• _DATA PROVIDED_:

::::

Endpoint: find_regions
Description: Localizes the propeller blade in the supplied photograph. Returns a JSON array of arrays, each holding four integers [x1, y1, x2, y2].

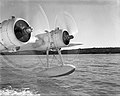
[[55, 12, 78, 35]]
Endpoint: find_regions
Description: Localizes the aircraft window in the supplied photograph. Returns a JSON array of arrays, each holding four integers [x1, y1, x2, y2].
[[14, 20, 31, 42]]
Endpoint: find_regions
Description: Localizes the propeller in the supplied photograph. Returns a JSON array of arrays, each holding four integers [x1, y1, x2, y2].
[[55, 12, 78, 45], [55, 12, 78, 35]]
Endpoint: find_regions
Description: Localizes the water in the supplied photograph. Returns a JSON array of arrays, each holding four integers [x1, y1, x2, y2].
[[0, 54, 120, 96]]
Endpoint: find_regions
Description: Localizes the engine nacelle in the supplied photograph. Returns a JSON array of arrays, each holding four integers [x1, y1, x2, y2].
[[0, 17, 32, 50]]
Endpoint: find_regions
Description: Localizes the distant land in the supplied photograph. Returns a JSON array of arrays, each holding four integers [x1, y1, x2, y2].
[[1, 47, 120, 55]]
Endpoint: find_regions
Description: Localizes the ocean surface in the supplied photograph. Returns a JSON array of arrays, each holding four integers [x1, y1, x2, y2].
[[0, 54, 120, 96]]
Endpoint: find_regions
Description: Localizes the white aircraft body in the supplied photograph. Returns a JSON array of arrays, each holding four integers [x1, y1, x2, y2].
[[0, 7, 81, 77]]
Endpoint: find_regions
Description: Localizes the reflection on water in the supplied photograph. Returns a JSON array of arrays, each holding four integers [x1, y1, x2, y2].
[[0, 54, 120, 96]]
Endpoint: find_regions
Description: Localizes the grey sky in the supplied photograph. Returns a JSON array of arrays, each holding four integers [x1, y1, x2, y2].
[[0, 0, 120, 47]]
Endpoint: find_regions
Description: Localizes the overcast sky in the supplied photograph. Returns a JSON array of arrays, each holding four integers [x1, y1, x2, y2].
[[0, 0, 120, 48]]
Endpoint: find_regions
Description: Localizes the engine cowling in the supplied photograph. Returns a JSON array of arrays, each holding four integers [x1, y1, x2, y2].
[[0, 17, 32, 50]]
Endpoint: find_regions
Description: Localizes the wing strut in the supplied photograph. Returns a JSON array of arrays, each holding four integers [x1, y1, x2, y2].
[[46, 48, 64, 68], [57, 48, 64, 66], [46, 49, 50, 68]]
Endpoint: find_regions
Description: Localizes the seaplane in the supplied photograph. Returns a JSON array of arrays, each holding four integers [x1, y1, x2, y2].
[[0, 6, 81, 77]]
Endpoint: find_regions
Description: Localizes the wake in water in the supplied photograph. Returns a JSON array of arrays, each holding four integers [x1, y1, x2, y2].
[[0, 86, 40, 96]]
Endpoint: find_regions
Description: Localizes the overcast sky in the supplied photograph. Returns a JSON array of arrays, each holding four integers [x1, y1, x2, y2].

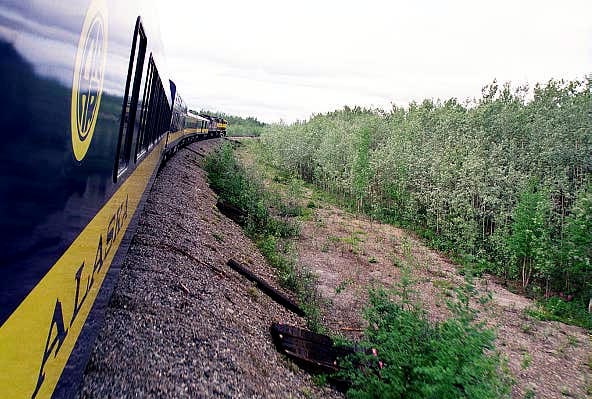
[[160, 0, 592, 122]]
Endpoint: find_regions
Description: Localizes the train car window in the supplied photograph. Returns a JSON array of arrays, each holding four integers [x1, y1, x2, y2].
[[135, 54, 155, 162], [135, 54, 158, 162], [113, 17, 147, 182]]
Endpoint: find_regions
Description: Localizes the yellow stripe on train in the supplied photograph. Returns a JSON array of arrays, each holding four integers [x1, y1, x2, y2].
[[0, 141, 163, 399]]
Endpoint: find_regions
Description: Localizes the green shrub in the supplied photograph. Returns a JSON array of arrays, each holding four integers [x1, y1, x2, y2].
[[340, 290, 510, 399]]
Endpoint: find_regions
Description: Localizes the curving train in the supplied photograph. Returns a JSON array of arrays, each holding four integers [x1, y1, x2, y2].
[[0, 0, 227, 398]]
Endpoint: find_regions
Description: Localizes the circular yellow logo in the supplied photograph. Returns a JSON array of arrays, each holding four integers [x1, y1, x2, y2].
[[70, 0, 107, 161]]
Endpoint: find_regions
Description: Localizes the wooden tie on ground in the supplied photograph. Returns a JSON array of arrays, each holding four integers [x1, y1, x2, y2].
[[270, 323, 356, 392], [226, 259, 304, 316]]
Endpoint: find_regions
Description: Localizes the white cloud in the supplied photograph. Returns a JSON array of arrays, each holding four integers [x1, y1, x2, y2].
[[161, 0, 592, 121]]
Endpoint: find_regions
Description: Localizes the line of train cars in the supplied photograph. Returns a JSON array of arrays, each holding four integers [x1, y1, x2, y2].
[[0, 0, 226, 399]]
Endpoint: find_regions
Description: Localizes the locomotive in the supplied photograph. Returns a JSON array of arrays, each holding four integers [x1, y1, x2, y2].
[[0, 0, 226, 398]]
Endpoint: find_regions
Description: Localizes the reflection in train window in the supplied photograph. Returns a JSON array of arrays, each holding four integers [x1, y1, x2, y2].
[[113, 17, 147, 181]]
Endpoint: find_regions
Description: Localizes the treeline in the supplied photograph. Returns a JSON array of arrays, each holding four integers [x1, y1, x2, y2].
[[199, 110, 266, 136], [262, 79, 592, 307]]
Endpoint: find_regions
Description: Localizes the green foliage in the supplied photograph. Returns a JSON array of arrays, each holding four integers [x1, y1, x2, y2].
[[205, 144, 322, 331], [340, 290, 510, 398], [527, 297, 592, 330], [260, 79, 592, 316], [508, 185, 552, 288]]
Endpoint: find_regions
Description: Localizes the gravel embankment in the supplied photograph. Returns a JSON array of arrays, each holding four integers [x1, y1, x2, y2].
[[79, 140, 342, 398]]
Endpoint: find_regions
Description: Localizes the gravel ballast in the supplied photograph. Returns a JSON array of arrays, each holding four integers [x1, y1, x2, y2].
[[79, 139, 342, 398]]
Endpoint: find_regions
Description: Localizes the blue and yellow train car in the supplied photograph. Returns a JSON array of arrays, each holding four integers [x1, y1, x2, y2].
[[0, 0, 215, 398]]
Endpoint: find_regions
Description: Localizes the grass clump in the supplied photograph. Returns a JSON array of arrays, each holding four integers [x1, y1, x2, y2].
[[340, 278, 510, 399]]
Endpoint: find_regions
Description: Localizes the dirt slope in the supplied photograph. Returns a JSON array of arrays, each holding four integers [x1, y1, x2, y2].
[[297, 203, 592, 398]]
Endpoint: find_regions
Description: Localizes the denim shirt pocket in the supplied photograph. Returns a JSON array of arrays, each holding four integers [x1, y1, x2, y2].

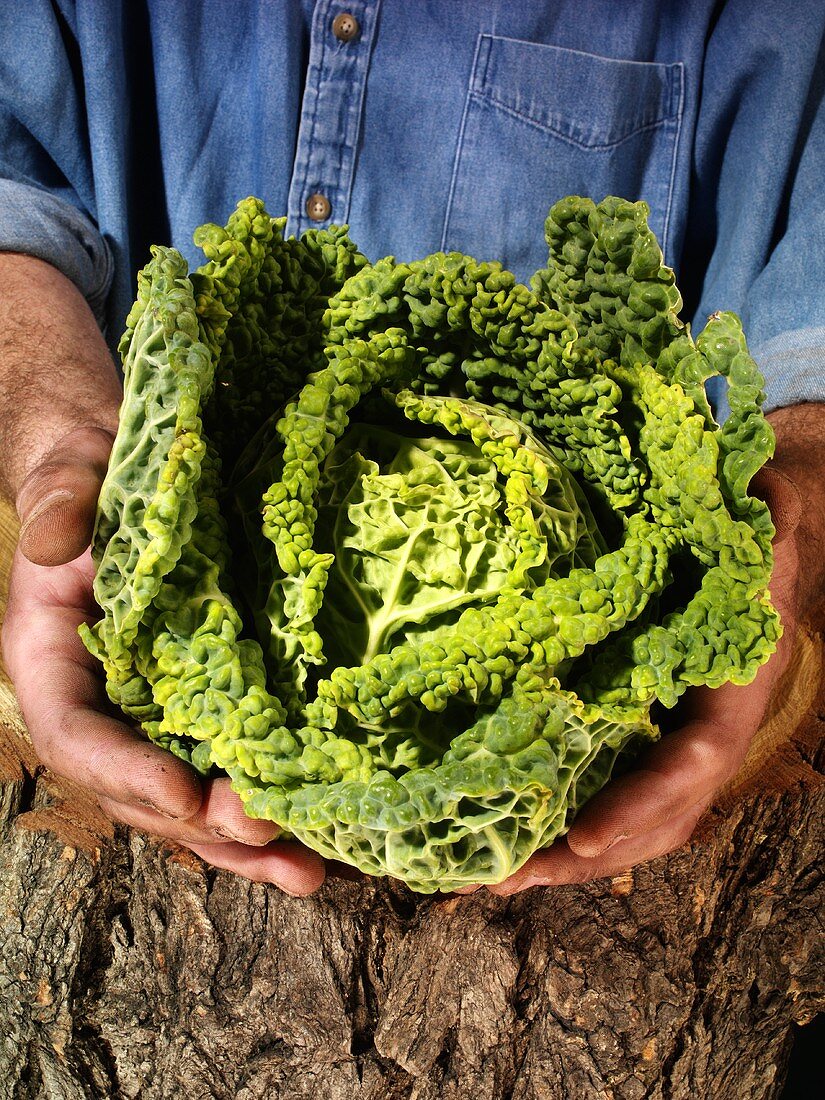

::::

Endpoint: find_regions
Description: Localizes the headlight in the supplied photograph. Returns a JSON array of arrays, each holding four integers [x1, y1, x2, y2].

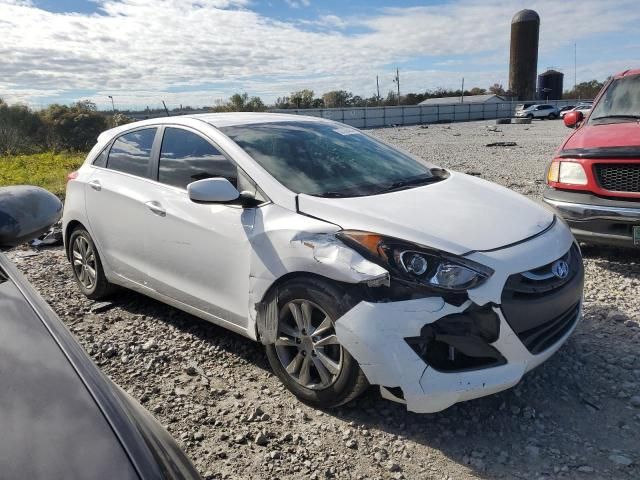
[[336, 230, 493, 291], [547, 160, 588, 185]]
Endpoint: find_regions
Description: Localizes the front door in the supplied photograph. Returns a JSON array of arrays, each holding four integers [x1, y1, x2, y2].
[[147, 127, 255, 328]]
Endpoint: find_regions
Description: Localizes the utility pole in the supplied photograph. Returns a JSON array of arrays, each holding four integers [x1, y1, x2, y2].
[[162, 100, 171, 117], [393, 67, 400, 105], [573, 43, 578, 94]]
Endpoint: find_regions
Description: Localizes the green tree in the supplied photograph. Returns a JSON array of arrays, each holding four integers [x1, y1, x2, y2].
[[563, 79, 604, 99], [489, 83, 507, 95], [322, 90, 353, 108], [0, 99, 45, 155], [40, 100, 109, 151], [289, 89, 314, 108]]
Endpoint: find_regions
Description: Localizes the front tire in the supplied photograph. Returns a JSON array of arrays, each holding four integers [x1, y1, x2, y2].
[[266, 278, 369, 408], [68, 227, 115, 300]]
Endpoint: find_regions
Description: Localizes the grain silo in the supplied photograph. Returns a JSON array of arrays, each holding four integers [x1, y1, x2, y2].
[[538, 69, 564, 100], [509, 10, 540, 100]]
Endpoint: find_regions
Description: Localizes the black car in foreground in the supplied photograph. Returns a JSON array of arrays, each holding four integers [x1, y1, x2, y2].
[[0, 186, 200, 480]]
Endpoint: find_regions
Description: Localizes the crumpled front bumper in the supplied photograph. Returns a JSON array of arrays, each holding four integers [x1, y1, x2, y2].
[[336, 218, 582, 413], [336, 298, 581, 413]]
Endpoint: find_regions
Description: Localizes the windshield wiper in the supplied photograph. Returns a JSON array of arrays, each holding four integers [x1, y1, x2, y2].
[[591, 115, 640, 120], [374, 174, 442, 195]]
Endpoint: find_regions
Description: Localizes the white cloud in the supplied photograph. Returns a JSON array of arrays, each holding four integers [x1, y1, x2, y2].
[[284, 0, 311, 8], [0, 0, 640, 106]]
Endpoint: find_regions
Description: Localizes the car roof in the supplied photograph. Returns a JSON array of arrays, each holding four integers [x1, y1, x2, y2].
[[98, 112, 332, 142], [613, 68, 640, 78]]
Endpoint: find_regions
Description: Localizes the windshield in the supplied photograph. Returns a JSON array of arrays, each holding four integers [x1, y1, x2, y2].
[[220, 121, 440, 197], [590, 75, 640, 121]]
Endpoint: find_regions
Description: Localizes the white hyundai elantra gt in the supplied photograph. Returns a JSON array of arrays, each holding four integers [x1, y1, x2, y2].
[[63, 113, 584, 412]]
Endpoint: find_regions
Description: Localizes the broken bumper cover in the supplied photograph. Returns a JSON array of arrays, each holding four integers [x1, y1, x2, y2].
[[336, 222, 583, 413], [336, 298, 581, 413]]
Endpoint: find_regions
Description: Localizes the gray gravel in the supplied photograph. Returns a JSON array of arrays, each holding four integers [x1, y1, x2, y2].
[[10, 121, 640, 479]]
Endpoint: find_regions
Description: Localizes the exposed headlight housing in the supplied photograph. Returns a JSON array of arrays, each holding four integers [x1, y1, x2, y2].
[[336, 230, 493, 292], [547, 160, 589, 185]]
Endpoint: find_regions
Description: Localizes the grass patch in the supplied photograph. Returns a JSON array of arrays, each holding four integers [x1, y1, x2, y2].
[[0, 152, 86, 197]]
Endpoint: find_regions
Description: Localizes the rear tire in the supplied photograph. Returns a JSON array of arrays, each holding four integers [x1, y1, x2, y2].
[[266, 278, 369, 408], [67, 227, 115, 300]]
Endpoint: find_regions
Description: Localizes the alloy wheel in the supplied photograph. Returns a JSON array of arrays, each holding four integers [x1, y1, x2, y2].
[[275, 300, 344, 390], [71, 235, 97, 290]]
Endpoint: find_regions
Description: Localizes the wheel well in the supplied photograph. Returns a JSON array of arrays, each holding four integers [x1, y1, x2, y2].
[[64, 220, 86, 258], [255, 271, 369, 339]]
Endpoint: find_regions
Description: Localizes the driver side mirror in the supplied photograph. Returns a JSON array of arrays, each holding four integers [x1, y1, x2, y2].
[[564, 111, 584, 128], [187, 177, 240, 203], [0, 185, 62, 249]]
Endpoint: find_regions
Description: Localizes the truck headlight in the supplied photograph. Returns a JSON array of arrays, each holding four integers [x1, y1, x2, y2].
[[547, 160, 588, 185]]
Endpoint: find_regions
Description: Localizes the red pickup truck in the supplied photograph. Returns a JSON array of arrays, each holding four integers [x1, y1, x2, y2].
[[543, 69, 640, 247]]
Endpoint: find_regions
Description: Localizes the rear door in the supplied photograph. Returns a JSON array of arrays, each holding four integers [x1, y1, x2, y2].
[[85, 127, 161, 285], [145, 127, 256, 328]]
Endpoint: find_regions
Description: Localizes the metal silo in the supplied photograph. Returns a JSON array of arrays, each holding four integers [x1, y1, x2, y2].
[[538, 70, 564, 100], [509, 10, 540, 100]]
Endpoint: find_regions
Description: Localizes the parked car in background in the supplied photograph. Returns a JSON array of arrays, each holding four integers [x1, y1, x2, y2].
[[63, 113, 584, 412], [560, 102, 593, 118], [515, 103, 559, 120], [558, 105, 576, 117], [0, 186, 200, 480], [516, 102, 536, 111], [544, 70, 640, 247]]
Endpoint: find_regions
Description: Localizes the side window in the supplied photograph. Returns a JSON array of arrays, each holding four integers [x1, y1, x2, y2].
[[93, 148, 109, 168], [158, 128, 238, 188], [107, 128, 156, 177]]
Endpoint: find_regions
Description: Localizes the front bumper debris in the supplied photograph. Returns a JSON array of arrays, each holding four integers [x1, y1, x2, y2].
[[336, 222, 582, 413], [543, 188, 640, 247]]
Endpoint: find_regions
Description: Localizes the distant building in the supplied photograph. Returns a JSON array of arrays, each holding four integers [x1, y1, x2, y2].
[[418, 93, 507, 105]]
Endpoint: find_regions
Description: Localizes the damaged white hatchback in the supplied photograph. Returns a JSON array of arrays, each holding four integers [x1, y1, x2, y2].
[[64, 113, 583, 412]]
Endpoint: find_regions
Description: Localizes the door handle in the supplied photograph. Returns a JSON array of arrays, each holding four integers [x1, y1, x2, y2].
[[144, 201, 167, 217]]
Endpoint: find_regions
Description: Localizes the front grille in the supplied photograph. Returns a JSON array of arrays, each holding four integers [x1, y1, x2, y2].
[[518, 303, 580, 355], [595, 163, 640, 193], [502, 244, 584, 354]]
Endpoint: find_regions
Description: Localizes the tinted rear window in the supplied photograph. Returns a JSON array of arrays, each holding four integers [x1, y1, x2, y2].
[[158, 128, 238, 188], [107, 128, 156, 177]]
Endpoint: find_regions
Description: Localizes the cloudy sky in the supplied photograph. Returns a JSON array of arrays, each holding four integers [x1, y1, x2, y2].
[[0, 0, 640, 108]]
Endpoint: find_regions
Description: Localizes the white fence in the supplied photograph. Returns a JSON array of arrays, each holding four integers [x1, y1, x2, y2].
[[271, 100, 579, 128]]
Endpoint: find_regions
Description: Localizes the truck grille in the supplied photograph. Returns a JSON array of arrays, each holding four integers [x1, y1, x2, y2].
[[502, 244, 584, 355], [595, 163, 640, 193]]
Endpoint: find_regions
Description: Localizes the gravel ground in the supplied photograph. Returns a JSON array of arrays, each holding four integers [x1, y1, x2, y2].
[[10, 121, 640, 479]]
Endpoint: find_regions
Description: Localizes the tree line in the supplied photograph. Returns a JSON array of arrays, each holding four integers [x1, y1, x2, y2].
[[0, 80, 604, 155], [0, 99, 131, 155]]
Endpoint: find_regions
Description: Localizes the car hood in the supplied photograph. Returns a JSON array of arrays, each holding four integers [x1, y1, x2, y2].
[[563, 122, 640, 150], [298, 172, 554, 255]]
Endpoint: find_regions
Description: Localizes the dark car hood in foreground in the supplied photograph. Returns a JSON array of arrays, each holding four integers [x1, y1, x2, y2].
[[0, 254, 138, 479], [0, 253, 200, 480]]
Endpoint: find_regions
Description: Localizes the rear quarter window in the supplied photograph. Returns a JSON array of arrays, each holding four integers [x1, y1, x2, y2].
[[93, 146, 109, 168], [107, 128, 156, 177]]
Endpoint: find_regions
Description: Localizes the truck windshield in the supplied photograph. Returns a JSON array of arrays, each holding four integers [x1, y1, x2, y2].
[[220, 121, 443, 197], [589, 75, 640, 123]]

::::

List each line of the records above that contains the string "aircraft", treating uppercase and lowercase as different.

• _ANSWER IN FULL_:
Description: Localizes the aircraft window in the supplied photograph. Returns a JSON array of arrays, each holding four integers [x1, y1, x2, y2].
Description: Localizes the white aircraft body in the supplied photograph. Returns a JSON array of arrays, each holding four integers [x1, y1, x2, y2].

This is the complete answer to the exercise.